(Texte à lire)
⟨
Surprenant Defoe. D'après le peu que j'ai pu lire de ses textes ou apprendre à son sujet, c'était un personnage assez original. Il n'est pas aisé de le comprendre, ni humainement, ni littérairement... ou, pour m'exprimer autrement : à l'exception de "Robinson Crusoé" (et même ici j'hésite), je ne sais toujours pas comment me saisir de son oeuvre.
Plusieurs couches successives de plusieurs réalités se superposent dans les textes de Defoe. C'était un filou. Sa prédisposition à jongler librement avec les chiffres (que ce soient les montants ou les dates) pourrait partiellement expliquer sa propre faillite commerciale. Son talent pour mener le lecteur par le bout du nez pourrait nous éclairer sur les raisons de sa réussite sociale, qui a atteint son apothéose au service de l'espionnage d'Etat. Et cette image d'homme-caméléon est encore rehaussée par les 198 pseudonymes divers que Defoe utilisa durant sa carrière de pamphlétaire et d'écrivain.

J'aurais pu m'épargner cette introduction, mais elle me semble utile pour aborder "Lady Roxana ou L'Heureuse maîtresse" (accessoirement "L'Heureuse catin" - ancienne traduction bien commode pour éviter un mauvais choix de cadeau pour la pédagogue de votre pitchoun à la fin de l'année scolaire).
Cette "confession", ou plutôt l'autobiographie fictive d'une femme déchue (déçue ?) est présentée comme un seul long chapitre dans sa version originale. Malgré tout ce que j'aurais pu lui reprocher (retours et répétitions à profusion, pages interminables de calculs et combines pour accroître une fortune...), l'histoire était captivante et m'a fait brasser tout un tas d'émotions intéressantes. Roxana, dont le lecteur n'apprendra jamais le prénom véritable (tout comme pour les autres noms, titres, lieux...) est une protagoniste qui a réussi à changer avec succès mes sympathies initiales en mépris et en dégoût absolus, au fur et à mesure de ses déboires.
⟩
(Matériel enregistré)
⟨
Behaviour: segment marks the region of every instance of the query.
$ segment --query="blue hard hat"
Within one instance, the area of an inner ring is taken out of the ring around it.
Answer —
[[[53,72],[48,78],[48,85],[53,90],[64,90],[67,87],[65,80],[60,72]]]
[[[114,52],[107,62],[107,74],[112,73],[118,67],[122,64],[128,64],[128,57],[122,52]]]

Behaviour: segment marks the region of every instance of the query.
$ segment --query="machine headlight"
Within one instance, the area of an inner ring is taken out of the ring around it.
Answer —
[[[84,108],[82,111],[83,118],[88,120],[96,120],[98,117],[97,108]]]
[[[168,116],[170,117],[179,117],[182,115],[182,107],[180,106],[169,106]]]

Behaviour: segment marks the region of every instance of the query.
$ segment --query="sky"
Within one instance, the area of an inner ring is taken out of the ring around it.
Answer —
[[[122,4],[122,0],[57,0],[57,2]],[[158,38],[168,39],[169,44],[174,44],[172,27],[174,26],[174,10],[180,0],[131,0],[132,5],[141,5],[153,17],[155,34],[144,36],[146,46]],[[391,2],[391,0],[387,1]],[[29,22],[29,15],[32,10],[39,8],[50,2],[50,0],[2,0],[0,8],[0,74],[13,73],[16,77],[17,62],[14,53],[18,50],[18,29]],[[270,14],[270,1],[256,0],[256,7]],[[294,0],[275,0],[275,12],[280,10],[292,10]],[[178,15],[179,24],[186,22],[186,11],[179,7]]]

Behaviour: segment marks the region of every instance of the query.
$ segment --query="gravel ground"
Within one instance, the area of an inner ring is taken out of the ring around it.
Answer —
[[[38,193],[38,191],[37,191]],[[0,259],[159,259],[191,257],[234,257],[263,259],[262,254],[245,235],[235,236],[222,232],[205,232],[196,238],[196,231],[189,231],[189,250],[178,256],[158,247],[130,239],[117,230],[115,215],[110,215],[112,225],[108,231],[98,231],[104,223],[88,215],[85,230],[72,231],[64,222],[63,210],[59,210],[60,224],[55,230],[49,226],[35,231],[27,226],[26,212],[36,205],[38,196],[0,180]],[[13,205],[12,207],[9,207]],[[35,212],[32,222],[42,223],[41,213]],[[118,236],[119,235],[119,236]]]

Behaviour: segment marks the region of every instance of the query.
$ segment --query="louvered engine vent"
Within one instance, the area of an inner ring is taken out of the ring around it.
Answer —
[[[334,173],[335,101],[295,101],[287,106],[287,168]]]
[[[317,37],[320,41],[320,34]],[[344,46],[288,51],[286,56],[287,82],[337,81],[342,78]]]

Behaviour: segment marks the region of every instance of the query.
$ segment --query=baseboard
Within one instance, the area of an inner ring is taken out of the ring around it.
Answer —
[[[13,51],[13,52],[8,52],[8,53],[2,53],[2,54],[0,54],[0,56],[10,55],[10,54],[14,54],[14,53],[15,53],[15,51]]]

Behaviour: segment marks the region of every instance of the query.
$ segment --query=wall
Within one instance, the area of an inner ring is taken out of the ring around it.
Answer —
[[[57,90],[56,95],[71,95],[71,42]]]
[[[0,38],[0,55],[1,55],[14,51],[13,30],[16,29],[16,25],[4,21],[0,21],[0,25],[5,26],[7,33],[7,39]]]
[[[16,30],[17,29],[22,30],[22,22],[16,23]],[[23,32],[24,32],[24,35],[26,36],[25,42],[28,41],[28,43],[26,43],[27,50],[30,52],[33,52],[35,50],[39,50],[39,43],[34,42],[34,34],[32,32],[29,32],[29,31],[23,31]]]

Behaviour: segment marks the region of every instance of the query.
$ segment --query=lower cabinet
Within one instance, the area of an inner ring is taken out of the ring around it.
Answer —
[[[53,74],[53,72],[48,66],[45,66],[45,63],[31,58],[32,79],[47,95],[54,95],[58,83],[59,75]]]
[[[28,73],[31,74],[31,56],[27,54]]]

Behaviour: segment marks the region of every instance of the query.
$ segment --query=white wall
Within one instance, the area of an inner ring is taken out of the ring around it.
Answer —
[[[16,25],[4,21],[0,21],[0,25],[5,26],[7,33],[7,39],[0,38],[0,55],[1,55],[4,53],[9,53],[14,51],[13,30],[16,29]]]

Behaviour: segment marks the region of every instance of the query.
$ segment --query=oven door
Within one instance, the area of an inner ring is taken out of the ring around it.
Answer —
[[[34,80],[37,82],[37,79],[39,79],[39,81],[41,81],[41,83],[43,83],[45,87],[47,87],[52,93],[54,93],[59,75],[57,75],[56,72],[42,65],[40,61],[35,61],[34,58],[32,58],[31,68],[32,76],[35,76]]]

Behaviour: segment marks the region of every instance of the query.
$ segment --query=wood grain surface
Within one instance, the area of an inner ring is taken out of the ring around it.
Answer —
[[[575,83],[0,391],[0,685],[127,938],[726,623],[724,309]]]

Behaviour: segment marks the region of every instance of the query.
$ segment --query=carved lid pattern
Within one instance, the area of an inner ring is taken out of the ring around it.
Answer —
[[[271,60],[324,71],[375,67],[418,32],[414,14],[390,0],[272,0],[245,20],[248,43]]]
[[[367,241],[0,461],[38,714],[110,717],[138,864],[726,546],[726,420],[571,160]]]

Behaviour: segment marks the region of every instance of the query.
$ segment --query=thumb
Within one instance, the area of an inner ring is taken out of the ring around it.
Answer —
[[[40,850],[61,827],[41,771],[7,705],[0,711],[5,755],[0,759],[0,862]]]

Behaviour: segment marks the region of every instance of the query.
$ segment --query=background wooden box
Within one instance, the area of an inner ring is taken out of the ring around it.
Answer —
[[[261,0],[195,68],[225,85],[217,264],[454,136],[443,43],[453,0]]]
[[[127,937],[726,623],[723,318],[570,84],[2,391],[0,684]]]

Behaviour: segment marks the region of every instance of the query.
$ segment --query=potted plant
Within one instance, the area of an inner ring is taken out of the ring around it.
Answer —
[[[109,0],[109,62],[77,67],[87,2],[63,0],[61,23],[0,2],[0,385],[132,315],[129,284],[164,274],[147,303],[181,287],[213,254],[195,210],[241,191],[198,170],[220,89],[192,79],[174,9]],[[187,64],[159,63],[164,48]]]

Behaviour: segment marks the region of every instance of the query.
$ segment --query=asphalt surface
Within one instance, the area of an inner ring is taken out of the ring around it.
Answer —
⟩
(Consignes de travail)
1. Dans le texte sur Defoe, relevez tous les titres sous lesquels des œuvres de l'auteur sont désignées.
2. Reproduisez mot pour mot tout le passage du texte sur Defoe allant de « Plusieurs couches successives » jusqu'à « de l'année scolaire). ».
3. Rédigez la suite du texte sur Defoe et Roxana, en reprenant après sa dernière phrase.

(Réponses par consigne)
1.
- « Robinson Crusoé »
- « Lady Roxana ou L'Heureuse maîtresse »
- « L'Heureuse catin »

2.
Plusieurs couches successives de plusieurs réalités se superposent dans les textes de Defoe. C'était un filou. Sa prédisposition à jongler librement avec les chiffres (que ce soient les montants ou les dates) pourrait partiellement expliquer sa propre faillite commerciale. Son talent pour mener le lecteur par le bout du nez pourrait nous éclairer sur les raisons de sa réussite sociale, qui a atteint son apothéose au service de l'espionnage d'Etat. Et cette image d'homme-caméléon est encore rehaussée par les 198 pseudonymes divers que Defoe utilisa durant sa carrière de pamphlétaire et d'écrivain.

J'aurais pu m'épargner cette introduction, mais elle me semble utile pour aborder "Lady Roxana ou L'Heureuse maîtresse" (accessoirement "L'Heureuse catin" - ancienne traduction bien commode pour éviter un mauvais choix de cadeau pour la pédagogue de votre pitchoun à la fin de l'année scolaire).

3.
C'est un roman sur les causes et les conséquences. Sur la vanité et les ambitions démesurées. Sur les tristes tentatives de justifier ses (mé)faits devant les autres et devant soi-même. Sur la société, le mariage et la liberté, l'indépendance, l'égalité. Sur le fait que les mensonges rattrapent toujours le menteur. Sur l'hypocrisie, la morale et la moralité. le récit roule comme une boule de neige, en ramassant au passage de nombreuses réflexions qui s'attaquent au statu quo de la société, mais aussi un tas d'immondices bien puantes qui collent au caractère de la pauvre Roxana.
La narratrice, qui touche le fond suite à son premier mariage malheureux avec un abruti et transgresse la frontière du "moralement acceptable", inspire la même compassion que sa soeur ainée "Moll Flanders", ou le personnage de Nancy dans "Oliver Twist"... mais elle se complaît tellement à cultiver son vicieux jardin secret que bientôt on pense davantage à "Fanny Hill" de Cleland. Ses ambitions pécuniaires et son avidité de titres de noblesse ne sont pas sans rappeler la cour de Charles II Stuart dans toute sa splendeur. Tout ceci va culminer par la transformation de Roxana en monstre manipulateur qui négocie avec sa conscience, ment à tout le monde, intrigue devant son mari et renie ses propres enfants. Ces passages sont délectables.

Mais même Roxana, aussi belle et astucieuse qu'elle soit, n'irait pas loin sans sa fidèle servante Amy. Ce petit bout de femme est vraiment brutal ! Sur son cas, Defoe illustre à la perfection la transformation d'une jeune fille joyeuse au grand coeur en créature angoissante, qui fera tout et n'importe quoi pour préserver le bonheur de sa maîtresse. Avec chaque page tournée, et particulièrement vers la fin, la situation devient de plus en plus dramatique. Notamment avec l'apparition de Susan, dont la perspicacité et le désir de connaître sa propre mère menace la liberté et l'existence même de la protagoniste principale.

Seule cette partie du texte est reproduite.